◆ **ПОКАЗАННЫЙ ФРАГМЕНТ**:

──────────

Выгребные ямы находились в подвалах домов. В резиденции английских королей – Виндзорском замке – в середине XIX века насчитывались 53 заполненные выгребные ямы. В богатых домах хозяйки часто настаивали на том, чтобы на этаже с детской не было раковин, чтобы у прислуги не возникал соблазн выливать туда содержимое ночного горшка, не донося его до подвала.

Работа была отвратительной, но оплачивалась хорошо. Как выяснилось – даже слишком хорошо. Географическое положение надежно защищало Лондон от вторжения извне, и он превратился в один из самых больших по площади городов Европы, выйдя далеко за пределы древних римских стен. (Население другого огромного мегаполиса XIX века, Парижа, было практически таким же, но людям приходилось тесниться на вдвое меньшей территории.) Для ночных почвенников это означало долгое время перевозки – пахотные земли начинались теперь милях в десяти от города, – и цены на их работу поползли вверх. Во времена королевы Виктории ночные почвенники брали по шиллингу за выгребную яму – оклад, по меньшей мере вдвое превышавший стандартную оплату квалифицированного рабочего. Для многих лондонцев финансовые затраты на вывоз экскрементов превышали экологические издержки от их накопления – особенно для домовладельцев, которые чаще всего сами не жили в домах, сдаваемых внаем. Виды, подобные тем, что описал один гражданский инженер, которого наняли отремонтировать два дома в 1840-х годах, стали обычным делом: «Я обнаружил, что немалая часть подвалов обоих домов заполнена ночным золотом, поднявшимся на высоту трех футов – оно явно накапливалось там не один год… Пройдя через коридор первого дома, я обнаружил, что двор сплошь покрыт ночным золотом из переполненной уборной, высота его составляет шесть дюймов, и по двору разложены кирпичи, чтобы жители дома могли ходить, не запачкав ног». В другом рассказе описывается навозная куча в Спитал-филдс, в самом сердце Ист-Энда: «Куча навоза размером с довольно-таки большой дом и искусственный пруд, в который сбрасывают содержимое выгребных ям. Этому содержимому дают высохнуть на открытом воздухе и часто перемешивают с подобными целями». Мэйхью описал эту абсурдную сцену в статье об эпицентре эпидемии холеры, опубликованной в лондонской газете Morning Chronicle в 1849 году:

Затем мы вышли на Лондон-стрит… В доме № 1 по этой улице семнадцать лет назад впервые появилась холера и распространилась с ужасной заразностью; но в этом году она появилась с другого конца улицы и пронеслась по ней с подобной же суровостью. Когда мы шли вдоль вонючих берегов сточной канавы, солнце осветило узкую полоску воды. В ярком свете она имела цвет крепкого зеленого чая, а в тени выглядела определенно такой же твердой, как черный мрамор, – собственно, она представляла собой скорее водянистую грязь, а не грязную воду, но тем не менее, как нас заверили, именно эту воду вынуждены были пить несчастные жители. Мы с ужасом увидели, что в эту канаву уходят сточные и канализационные воды; потом заметили ряд открытых уборных, общих для мужчин и женщин, построенных прямо над нею; мы слышали, как туда ведро за ведром выплескивают помои; а руки и ноги мальчишек-беспризорников, купавшихся в ней, по контрасту казались белыми, словно паросский мрамор. Тем не менее, все еще не веря глазам и этому ужасному зрелищу, мы увидели, как маленькая девочка с той стороны улицы спустила в канаву жестяную банку, чтобы наполнить водой стоявшее рядом с нею ведро. На каждом балконе, нависавшем над канавой, мы видели одинаковые корыта, в которых обитатели отстаивали грязную жидкость, чтобы она через пару дней хоть сколько-нибудь отчистилась от твердых частиц грязи, скверны и болезни. Пока малышка со всей осторожностью спускала в канаву свою банку, из соседнего дома туда вылили ведерко ночного золота.

──────────

◆ **ЗАПИСАННЫЕ ДАННЫЕ**:

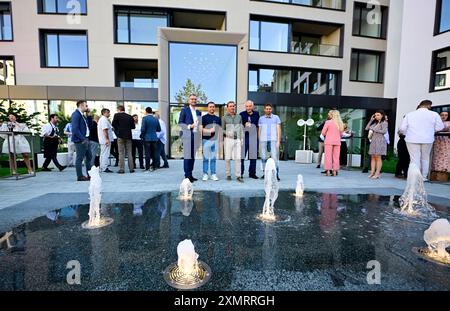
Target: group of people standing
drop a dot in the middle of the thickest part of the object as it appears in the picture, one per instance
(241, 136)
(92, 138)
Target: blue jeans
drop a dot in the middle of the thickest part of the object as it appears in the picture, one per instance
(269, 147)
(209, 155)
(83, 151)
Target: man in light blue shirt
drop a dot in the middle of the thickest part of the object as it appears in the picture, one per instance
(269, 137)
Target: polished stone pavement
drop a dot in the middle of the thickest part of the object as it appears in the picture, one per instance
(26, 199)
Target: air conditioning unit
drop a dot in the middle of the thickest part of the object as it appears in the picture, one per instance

──────────

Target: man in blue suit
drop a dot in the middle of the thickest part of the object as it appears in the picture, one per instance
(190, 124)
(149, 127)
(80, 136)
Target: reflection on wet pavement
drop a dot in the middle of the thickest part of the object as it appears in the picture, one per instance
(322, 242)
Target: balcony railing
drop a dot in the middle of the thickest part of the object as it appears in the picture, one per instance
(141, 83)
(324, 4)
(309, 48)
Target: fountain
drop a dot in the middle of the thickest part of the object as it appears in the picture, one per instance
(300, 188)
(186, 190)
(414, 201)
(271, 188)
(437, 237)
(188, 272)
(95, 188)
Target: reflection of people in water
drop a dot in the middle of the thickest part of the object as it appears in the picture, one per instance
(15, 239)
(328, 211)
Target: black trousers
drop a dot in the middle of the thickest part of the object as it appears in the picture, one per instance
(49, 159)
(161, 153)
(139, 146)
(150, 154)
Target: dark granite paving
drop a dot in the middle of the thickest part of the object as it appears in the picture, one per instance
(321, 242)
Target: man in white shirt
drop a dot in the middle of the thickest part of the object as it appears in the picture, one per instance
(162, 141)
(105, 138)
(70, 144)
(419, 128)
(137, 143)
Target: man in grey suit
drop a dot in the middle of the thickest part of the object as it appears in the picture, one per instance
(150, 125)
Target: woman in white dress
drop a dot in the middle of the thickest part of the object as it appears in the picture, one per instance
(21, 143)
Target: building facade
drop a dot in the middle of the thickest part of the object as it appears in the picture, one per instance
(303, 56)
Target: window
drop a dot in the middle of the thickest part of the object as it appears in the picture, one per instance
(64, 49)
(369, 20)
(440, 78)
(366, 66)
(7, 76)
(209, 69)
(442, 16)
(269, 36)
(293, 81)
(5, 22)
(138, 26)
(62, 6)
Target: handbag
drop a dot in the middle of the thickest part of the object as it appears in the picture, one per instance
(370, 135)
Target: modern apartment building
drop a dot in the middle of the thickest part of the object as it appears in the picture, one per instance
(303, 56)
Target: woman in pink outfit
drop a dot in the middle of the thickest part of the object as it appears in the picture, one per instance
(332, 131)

──────────

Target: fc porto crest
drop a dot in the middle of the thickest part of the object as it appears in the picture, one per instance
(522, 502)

──────────

Сколько брали ночные почвенники за выгребную яму во времена королевы Виктории, если судить по показанному фрагменту?

◆ **ОТВЕТ К ЗАДАНИЮ**: По шиллингу за выгребную яму.